**What the exercise asks:** Find each line below that contains the word "then" and copy those lines out.
**** Recorded data ****
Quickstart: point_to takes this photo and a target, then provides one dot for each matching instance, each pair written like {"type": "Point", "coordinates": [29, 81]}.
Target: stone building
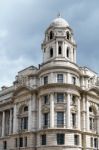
{"type": "Point", "coordinates": [54, 106]}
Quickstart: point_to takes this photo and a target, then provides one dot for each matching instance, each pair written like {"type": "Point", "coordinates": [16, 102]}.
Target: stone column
{"type": "Point", "coordinates": [3, 123]}
{"type": "Point", "coordinates": [15, 120]}
{"type": "Point", "coordinates": [56, 48]}
{"type": "Point", "coordinates": [97, 122]}
{"type": "Point", "coordinates": [68, 110]}
{"type": "Point", "coordinates": [83, 113]}
{"type": "Point", "coordinates": [87, 117]}
{"type": "Point", "coordinates": [79, 116]}
{"type": "Point", "coordinates": [63, 50]}
{"type": "Point", "coordinates": [52, 110]}
{"type": "Point", "coordinates": [68, 78]}
{"type": "Point", "coordinates": [39, 113]}
{"type": "Point", "coordinates": [10, 131]}
{"type": "Point", "coordinates": [29, 115]}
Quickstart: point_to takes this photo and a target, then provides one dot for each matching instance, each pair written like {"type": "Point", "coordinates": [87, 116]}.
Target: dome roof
{"type": "Point", "coordinates": [59, 22]}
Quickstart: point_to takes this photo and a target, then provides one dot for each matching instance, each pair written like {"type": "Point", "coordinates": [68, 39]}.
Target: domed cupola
{"type": "Point", "coordinates": [59, 42]}
{"type": "Point", "coordinates": [59, 22]}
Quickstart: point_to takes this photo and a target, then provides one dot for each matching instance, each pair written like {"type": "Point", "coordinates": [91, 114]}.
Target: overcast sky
{"type": "Point", "coordinates": [22, 26]}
****
**Task answer:**
Quickstart: point_to takes this photo and a target, then provides one dot for each matching instance, each pair written like {"type": "Point", "coordinates": [29, 81]}.
Quickstart: point_to takes this photo and a target, then provides one dot for each matching instance, each pair written like {"type": "Point", "coordinates": [16, 102]}.
Quickstart: point_to takes this photo and a target, then provides one dot for each matching instance, each pair written like {"type": "Point", "coordinates": [87, 116]}.
Quickstart: point_to takes this photo and a target, then provides one dot for each matching instance, each pair written like {"type": "Point", "coordinates": [68, 39]}.
Quickstart: point_to takes this photo and a target, then provides one dot for each matching instance, each pair written like {"type": "Point", "coordinates": [91, 114]}.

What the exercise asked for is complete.